Ahmed Ben Abderrazak Hamouda, dit Si El Haouès Plaidoyer pour un véritable héros

«Depuis que j’ai commencé à militer, je ne fais plus la distinction entre le salé et le sucré. Pour Dieu, le pays et la Révolution, je suis prêt à sacrifier l’honneur de ma femme.»


Depuis quelques années, la scène algérienne ne cesse de s’emballer à chaque fois que l’histoire de la guerre de libération s’invite. En effet, à défaut d’un débat serein et objectif, nous assistons, et d’une manière récurrente, à une levée de boucliers et à d’interminables polémiques sur le moindre fait évoqué de notre histoire récente.


Ce qui fait que l’Algérien d’aujourd’hui se retrouve déboussolé sur son passé, surtout que les historiens, les hommes politiques et même les acteurs de notre Révolution ne sont pas tout le temps d’accord sur certains feuilletons historiques, notamment sur le mérite des uns et la défection — pour ne pas dire la trahison — des autres dans leur engagement pour la libération du pays.

○ ○ ○ ○

**Consigne A:**
D'après l'extrait, les énoncés suivants sont-ils exacts ? Répondez par oui ou par non en citant les mots décisifs du texte : (i) les historiens, les hommes politiques et les acteurs de la Révolution s'accordent toujours sur les feuilletons historiques ; (ii) la scène algérienne s'emballe chaque fois que l'histoire de la guerre de libération s'invite ; (iii) un débat serein et objectif accompagne ces évocations de l'histoire récente.
**Consigne B:**
Imprimez à l'identique les lignes des enregistrements, de celle qui contient "mark: glass votive" jusqu'à la fin des enregistrements, bornes incluses.

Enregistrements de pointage
○ ○ ○ ○

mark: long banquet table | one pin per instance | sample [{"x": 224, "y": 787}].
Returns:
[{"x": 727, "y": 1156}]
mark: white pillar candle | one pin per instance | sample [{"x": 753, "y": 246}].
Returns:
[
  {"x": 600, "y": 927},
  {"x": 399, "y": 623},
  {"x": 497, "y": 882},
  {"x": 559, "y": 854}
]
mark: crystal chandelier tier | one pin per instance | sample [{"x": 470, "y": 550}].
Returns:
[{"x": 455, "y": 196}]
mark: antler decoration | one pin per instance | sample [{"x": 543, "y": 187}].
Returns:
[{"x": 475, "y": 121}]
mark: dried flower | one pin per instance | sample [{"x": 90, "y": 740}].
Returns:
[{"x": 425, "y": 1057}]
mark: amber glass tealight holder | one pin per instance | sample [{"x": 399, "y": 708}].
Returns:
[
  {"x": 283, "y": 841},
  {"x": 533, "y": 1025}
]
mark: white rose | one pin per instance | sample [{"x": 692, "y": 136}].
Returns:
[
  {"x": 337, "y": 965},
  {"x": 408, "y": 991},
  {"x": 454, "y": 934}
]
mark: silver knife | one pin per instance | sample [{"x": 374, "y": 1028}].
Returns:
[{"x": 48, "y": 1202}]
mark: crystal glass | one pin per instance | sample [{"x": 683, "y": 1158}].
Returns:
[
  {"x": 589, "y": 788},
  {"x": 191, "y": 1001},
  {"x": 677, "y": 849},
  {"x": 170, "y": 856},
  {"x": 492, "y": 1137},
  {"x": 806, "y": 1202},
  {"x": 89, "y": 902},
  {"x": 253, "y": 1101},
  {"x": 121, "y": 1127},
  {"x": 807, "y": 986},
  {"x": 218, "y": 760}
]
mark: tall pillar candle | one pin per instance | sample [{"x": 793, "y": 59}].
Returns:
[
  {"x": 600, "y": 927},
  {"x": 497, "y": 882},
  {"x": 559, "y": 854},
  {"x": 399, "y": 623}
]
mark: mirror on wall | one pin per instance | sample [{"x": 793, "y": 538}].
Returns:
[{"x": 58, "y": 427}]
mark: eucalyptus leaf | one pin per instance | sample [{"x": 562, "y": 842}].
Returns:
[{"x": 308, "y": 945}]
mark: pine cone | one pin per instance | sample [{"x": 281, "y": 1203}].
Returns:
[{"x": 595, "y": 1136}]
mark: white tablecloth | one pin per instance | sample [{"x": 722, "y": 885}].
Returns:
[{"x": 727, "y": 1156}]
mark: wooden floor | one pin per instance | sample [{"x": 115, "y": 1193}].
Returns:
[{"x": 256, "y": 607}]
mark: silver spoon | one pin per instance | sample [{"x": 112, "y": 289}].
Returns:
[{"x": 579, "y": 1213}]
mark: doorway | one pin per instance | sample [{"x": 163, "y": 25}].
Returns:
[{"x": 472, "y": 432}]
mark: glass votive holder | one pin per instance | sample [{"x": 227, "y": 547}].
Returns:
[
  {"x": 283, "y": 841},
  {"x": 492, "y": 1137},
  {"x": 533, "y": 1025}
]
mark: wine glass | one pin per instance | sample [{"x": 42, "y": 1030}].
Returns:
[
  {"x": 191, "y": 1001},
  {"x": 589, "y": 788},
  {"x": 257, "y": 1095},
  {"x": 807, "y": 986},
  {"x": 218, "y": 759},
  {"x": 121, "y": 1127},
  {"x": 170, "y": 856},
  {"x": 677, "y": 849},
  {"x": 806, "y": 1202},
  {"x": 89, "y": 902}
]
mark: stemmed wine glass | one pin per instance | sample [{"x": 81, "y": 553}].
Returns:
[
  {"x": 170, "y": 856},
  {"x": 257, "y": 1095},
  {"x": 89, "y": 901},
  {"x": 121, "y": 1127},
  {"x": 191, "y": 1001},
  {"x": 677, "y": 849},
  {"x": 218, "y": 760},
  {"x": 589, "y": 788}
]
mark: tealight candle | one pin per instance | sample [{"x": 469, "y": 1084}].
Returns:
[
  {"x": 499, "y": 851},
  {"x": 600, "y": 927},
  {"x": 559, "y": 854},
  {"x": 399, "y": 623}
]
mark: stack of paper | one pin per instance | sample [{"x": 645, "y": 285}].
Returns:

○ ○ ○ ○

**Corrigé A:**
(i) Non : « ne sont pas tout le temps d’accord sur certains feuilletons historiques ».
(ii) Oui : « la scène algérienne ne cesse de s’emballer à chaque fois que l’histoire de la guerre de libération s’invite ».
(iii) Non : « à défaut d’un débat serein et objectif ».

**Corrigé B:**
mark: glass votive holder | one pin per instance | sample [{"x": 227, "y": 547}].
Returns:
[
  {"x": 283, "y": 841},
  {"x": 492, "y": 1137},
  {"x": 533, "y": 1025}
]
mark: wine glass | one pin per instance | sample [{"x": 42, "y": 1030}].
Returns:
[
  {"x": 191, "y": 1001},
  {"x": 589, "y": 788},
  {"x": 257, "y": 1095},
  {"x": 807, "y": 986},
  {"x": 218, "y": 759},
  {"x": 121, "y": 1127},
  {"x": 170, "y": 856},
  {"x": 677, "y": 849},
  {"x": 806, "y": 1202},
  {"x": 89, "y": 902}
]
mark: stemmed wine glass | one pin per instance | sample [{"x": 81, "y": 553}].
Returns:
[
  {"x": 170, "y": 856},
  {"x": 257, "y": 1095},
  {"x": 89, "y": 901},
  {"x": 121, "y": 1127},
  {"x": 191, "y": 1001},
  {"x": 677, "y": 849},
  {"x": 218, "y": 760},
  {"x": 589, "y": 788}
]
mark: tealight candle | one pin per instance | sample [{"x": 469, "y": 1084}].
Returns:
[
  {"x": 499, "y": 851},
  {"x": 600, "y": 927},
  {"x": 559, "y": 854},
  {"x": 399, "y": 623}
]
mark: stack of paper | one pin per instance | sample [{"x": 645, "y": 285}].
Returns:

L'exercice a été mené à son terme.